▶ **AUFGABENSTELLUNG**
Schreiben Sie aus dem Seitenauszug den Abschnitt von „Was meinst du“ bis einschließlich „die 7 Byte.“ wortgetreu ab.

▶ **SEITENAUSZUG**
Das gibt mir als Ausgabe: 
Status Request Daten:    Bytes: 0

Aber warum hat er 0 Byte? Sollten es nicht 7 sein? irgendwie scheinen die Daten nicht richtig zu sein, oder?
Und den Smile versteh ich auch nicht, scheint mich wohl zu mögen


----------



## jower (28. April 2005)

ich glaube ich habe den Fehler ziemlich stark eingegrenzt. 
strlen scheint nicht ganz zu funktionieren, warum weiß ich auch nicht. 
wenn ich eine Methode Send schreibe, der die Länge der zu sendenden Daten zu übergeben ist, funktioniert´s. Ist nur leider nicht so elegant. 
Wenn also jemand eine Idee haben könnte, wie ich etwas Senden könnte, ohne zu wissen, wie lang das Ganze ist, wäre ich sehr dankbar. 
Gruß jower


----------



## jokey2 (28. April 2005)

Was meinst du eigentlich mit 'hexadezimal senden'. Willst Du nur die Werte 2, 0, 1, 0, 31, 15 und 12 (also 7 Bytes) nacheinander verschicken, oder willst Du die Zeichenkette "02 00 01 00 31 15 12" (also 20 Bytes) verschicken?


----------



## jower (28. April 2005)

in meine die 7 Byte.


----------



## Tobias K. (28. April 2005)

moin


Was hast du eigentlich als externes Gerät?

▶ **BEREITGESTELLTES MATERIAL**
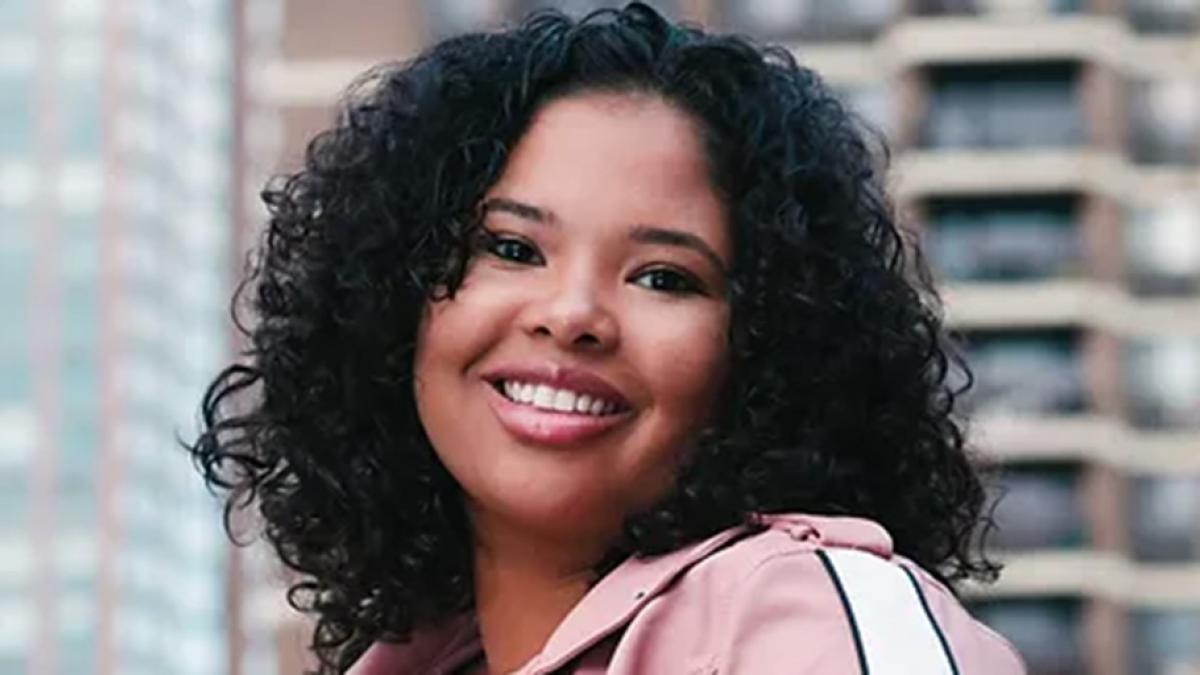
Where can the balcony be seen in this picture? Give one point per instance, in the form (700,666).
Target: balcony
(1162,378)
(1039,506)
(573,7)
(1164,121)
(1163,16)
(1164,519)
(1164,640)
(971,7)
(1048,632)
(1033,372)
(1003,239)
(809,19)
(1003,107)
(1163,248)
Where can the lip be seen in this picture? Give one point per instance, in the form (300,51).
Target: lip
(561,377)
(553,428)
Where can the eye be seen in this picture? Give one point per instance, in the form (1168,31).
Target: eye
(667,281)
(513,250)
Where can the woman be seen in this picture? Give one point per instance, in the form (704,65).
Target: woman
(594,347)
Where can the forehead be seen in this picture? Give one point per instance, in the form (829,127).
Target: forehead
(607,159)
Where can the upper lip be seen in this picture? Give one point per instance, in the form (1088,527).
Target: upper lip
(561,377)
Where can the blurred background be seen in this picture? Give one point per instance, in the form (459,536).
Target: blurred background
(1047,150)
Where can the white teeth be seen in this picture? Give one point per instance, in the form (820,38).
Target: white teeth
(563,400)
(582,402)
(544,396)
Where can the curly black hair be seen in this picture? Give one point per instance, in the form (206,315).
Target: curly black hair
(843,389)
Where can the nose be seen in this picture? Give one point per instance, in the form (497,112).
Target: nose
(575,317)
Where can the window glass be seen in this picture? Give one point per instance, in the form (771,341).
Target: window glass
(1044,631)
(809,19)
(1164,524)
(1011,238)
(1164,641)
(1164,120)
(1163,382)
(1003,106)
(581,7)
(1039,507)
(1163,16)
(81,115)
(1163,246)
(937,7)
(1025,372)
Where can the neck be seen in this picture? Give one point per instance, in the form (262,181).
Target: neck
(525,586)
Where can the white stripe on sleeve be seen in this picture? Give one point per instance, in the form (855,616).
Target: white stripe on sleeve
(897,633)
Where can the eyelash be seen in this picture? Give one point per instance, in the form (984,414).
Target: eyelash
(682,284)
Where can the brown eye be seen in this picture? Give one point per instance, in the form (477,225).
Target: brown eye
(667,281)
(513,250)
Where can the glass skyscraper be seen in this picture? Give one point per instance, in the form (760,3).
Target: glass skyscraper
(115,240)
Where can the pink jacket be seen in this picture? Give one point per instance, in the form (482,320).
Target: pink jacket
(819,596)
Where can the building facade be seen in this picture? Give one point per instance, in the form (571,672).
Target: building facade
(1048,155)
(114,254)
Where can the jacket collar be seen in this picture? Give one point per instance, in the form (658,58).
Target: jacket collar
(612,602)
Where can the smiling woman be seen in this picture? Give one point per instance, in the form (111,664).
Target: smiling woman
(594,347)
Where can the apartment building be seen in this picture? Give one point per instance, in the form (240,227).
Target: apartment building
(1048,151)
(114,255)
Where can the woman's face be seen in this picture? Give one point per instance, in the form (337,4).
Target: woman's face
(587,344)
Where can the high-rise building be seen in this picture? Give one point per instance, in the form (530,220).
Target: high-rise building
(1048,153)
(115,242)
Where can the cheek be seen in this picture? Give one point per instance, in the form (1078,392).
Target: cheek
(689,357)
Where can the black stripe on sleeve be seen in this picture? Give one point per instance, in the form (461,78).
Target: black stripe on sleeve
(850,613)
(933,622)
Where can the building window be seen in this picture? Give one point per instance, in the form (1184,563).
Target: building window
(940,7)
(1003,106)
(1007,238)
(1164,641)
(1164,121)
(809,19)
(581,7)
(1163,248)
(1039,507)
(1164,524)
(1025,372)
(1163,382)
(1163,16)
(1045,631)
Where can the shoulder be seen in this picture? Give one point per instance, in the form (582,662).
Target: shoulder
(827,595)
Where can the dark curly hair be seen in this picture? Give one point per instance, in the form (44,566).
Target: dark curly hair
(841,394)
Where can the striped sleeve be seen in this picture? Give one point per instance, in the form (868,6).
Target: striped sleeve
(838,611)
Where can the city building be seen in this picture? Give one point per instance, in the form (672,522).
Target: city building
(1048,155)
(115,242)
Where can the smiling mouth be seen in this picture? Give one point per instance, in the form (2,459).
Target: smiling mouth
(556,399)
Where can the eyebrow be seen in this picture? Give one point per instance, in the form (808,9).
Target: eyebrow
(641,233)
(522,210)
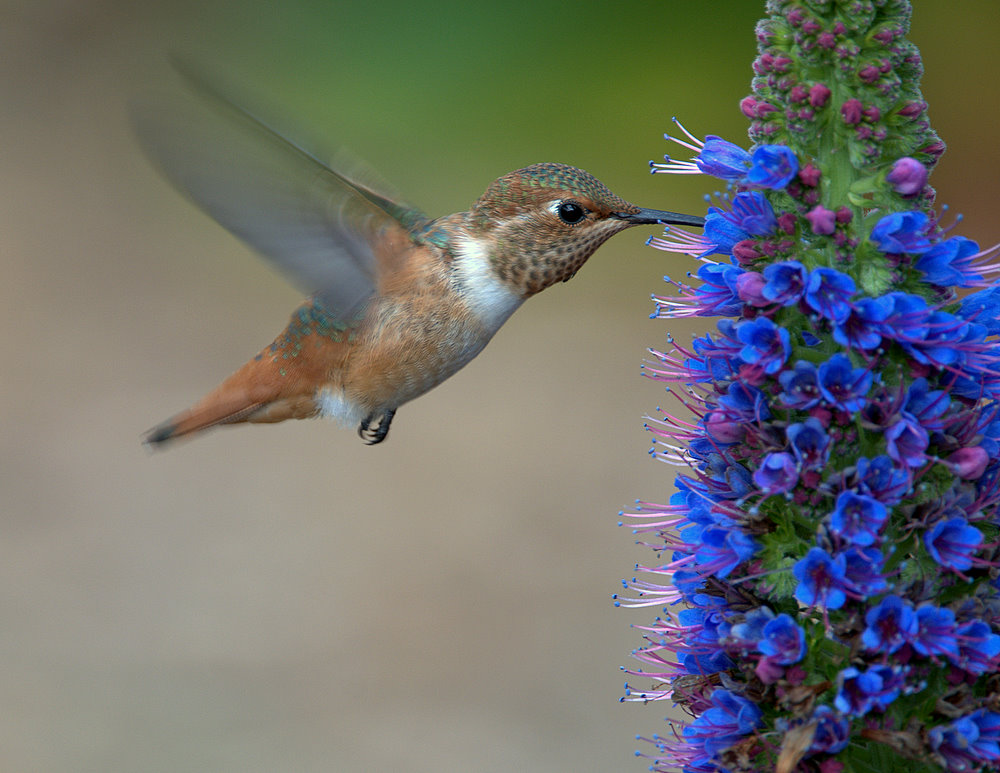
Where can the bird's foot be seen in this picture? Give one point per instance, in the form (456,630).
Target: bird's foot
(375,433)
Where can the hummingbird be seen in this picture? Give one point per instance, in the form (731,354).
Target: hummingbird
(397,301)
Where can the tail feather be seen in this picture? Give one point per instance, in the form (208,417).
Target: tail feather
(197,419)
(252,394)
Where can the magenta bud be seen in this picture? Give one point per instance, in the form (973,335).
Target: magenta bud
(746,252)
(818,95)
(908,176)
(823,221)
(851,110)
(809,175)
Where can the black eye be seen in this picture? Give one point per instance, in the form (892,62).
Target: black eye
(570,212)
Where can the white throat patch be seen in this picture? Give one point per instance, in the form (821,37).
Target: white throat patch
(491,299)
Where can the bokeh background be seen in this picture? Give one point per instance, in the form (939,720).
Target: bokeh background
(283,598)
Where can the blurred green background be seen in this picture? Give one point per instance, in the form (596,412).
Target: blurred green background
(283,598)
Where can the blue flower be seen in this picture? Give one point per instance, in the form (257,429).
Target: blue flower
(754,214)
(968,743)
(978,647)
(983,307)
(863,327)
(821,579)
(809,442)
(723,549)
(948,263)
(765,344)
(926,405)
(731,717)
(785,282)
(907,441)
(842,386)
(721,158)
(718,296)
(881,479)
(828,293)
(863,691)
(935,632)
(721,232)
(749,633)
(863,572)
(776,474)
(902,232)
(783,641)
(953,542)
(832,732)
(772,166)
(800,386)
(858,518)
(891,623)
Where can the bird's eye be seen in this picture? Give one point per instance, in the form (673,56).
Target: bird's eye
(570,212)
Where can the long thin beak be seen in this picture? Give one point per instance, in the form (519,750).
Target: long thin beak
(654,216)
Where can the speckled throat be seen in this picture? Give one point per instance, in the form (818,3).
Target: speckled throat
(531,247)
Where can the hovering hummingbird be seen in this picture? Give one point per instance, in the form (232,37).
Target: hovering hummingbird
(398,301)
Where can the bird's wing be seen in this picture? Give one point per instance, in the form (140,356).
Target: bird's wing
(320,227)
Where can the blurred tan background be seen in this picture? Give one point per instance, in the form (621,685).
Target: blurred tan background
(284,598)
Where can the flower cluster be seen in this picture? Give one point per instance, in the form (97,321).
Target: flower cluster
(828,570)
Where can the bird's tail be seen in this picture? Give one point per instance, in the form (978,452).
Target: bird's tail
(257,392)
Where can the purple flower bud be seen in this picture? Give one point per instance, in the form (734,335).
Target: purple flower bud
(907,177)
(786,282)
(823,221)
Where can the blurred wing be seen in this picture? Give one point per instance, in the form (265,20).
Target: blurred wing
(316,225)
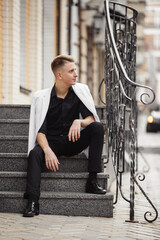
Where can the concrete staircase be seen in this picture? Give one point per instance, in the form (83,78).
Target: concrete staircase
(63,192)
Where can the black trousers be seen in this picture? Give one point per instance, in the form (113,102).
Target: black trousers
(92,136)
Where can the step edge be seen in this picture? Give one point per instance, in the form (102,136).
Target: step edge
(58,195)
(60,175)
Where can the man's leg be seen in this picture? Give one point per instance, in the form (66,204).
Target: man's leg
(92,136)
(35,159)
(36,162)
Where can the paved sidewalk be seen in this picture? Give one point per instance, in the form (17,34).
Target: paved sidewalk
(15,227)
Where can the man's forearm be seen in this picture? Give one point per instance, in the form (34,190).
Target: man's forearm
(86,121)
(42,141)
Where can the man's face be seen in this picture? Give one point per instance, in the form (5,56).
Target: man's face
(68,74)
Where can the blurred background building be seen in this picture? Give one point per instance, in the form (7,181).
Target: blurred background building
(33,32)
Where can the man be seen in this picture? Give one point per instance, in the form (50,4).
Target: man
(56,129)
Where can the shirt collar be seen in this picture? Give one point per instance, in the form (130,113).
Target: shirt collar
(53,92)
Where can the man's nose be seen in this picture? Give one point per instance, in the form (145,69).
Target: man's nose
(75,74)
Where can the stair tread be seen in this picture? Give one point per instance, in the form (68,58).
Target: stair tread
(58,195)
(53,174)
(18,155)
(4,137)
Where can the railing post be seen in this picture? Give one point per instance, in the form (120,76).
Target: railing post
(121,105)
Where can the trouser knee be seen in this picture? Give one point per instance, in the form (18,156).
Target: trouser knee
(97,129)
(36,156)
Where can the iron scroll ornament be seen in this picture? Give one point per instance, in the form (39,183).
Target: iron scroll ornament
(120,97)
(119,62)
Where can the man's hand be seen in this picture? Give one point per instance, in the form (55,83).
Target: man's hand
(74,131)
(51,159)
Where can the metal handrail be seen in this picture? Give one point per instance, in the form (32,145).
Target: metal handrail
(116,105)
(120,64)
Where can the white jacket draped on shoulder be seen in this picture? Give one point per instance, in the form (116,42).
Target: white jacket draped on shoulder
(40,104)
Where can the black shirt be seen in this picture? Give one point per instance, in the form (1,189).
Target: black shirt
(61,114)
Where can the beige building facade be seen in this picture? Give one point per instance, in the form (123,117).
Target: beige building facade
(33,32)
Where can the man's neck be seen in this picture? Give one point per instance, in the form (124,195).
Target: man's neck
(61,90)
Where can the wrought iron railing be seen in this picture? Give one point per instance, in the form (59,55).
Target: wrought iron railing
(121,103)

▶ **MUSTERLÖSUNG**
Was meinst du eigentlich mit 'hexadezimal senden'. Willst Du nur die Werte 2, 0, 1, 0, 31, 15 und 12 (also 7 Bytes) nacheinander verschicken, oder willst Du die Zeichenkette "02 00 01 00 31 15 12" (also 20 Bytes) verschicken?


----------



## jower (28. April 2005)

in meine die 7 Byte.